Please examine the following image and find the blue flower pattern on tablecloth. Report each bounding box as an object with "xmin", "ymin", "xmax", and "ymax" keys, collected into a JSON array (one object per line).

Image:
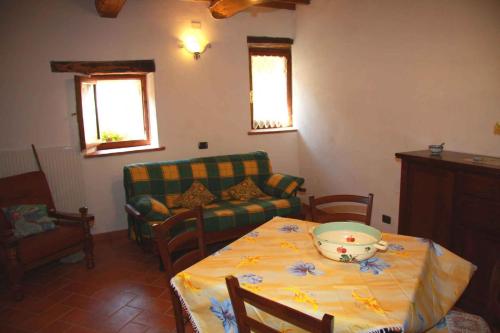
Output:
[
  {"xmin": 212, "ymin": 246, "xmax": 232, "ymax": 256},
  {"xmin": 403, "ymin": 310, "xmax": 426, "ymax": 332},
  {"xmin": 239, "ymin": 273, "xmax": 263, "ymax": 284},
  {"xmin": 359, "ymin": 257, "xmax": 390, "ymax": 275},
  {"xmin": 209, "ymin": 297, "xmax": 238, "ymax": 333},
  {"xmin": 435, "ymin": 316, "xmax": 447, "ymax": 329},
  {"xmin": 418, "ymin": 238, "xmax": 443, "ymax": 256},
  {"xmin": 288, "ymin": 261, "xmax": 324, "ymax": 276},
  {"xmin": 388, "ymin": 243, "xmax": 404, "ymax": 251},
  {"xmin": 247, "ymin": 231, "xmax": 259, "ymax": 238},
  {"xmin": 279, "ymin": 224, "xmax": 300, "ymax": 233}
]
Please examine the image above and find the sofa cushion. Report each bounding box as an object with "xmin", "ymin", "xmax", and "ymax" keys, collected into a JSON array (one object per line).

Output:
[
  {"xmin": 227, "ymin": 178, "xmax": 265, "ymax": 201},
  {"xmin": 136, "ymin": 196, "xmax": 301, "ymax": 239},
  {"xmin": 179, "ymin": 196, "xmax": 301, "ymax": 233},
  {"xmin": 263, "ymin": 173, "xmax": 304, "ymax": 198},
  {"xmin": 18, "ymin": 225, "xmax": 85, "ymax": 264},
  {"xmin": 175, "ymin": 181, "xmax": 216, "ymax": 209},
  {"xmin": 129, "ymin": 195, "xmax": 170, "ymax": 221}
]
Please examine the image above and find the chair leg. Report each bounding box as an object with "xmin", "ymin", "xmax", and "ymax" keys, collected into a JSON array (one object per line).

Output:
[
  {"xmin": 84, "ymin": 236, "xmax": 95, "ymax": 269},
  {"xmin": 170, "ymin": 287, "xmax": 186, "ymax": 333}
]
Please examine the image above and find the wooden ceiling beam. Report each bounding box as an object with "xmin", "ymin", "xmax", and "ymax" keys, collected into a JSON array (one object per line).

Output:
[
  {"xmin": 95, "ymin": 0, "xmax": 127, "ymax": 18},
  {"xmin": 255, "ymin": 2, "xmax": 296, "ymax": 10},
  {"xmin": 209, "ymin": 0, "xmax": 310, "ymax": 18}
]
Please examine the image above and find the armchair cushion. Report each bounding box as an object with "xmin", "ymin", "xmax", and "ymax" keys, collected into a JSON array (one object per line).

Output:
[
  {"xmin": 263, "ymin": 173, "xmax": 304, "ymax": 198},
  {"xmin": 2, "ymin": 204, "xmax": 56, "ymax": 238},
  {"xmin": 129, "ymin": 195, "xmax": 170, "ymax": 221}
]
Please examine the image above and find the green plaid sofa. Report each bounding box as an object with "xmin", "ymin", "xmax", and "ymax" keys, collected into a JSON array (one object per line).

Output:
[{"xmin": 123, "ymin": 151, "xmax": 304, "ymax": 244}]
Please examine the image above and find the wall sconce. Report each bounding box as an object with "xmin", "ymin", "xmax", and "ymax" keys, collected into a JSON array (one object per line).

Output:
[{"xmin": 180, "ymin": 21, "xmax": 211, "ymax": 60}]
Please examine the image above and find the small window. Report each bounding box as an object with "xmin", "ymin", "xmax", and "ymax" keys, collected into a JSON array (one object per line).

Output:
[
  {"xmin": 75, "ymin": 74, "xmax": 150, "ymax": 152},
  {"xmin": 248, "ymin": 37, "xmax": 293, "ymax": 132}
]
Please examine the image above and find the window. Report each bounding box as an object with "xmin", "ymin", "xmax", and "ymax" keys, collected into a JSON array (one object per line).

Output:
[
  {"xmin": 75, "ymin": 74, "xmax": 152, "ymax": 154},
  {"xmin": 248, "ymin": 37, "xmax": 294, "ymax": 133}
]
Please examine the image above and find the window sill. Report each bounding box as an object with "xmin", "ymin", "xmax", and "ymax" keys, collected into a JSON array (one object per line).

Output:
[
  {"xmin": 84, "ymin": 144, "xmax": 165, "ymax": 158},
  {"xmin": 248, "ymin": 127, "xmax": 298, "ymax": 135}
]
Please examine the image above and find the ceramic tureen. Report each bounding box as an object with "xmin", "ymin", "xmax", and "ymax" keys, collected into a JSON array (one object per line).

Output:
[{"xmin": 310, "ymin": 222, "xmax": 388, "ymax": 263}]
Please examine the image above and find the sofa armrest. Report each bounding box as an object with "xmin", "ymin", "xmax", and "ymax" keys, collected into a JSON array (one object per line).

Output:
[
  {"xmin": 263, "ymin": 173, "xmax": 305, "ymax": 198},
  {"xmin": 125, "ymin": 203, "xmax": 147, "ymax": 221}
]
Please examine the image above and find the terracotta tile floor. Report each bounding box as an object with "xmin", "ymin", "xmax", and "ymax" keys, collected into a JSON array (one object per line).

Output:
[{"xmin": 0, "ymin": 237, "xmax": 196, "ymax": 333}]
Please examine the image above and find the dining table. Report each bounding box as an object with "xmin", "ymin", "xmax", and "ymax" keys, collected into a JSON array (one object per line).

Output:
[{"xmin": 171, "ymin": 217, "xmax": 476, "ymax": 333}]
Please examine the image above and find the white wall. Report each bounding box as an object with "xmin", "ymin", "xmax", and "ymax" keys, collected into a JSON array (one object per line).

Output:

****************

*Task instructions*
In the preceding material, find each line holding the word "sofa" and copy it out.

*Finished exercise*
Please examine the image above and find the sofa cushion. Report each bounding box as an object with "xmin", "ymin", "xmax", and "ymax" keys, collected into a JSON array (one object per line).
Please examine the image above and find the green plaid sofa. Report each bounding box as an object with "xmin", "ymin", "xmax", and "ymax" keys, collected into a JSON array (one object per line).
Please examine the image above and find the sofa armrest. Report each bounding box as an object with "xmin", "ymin", "xmax", and "ymax" keys, collected into a JSON array (one object per line).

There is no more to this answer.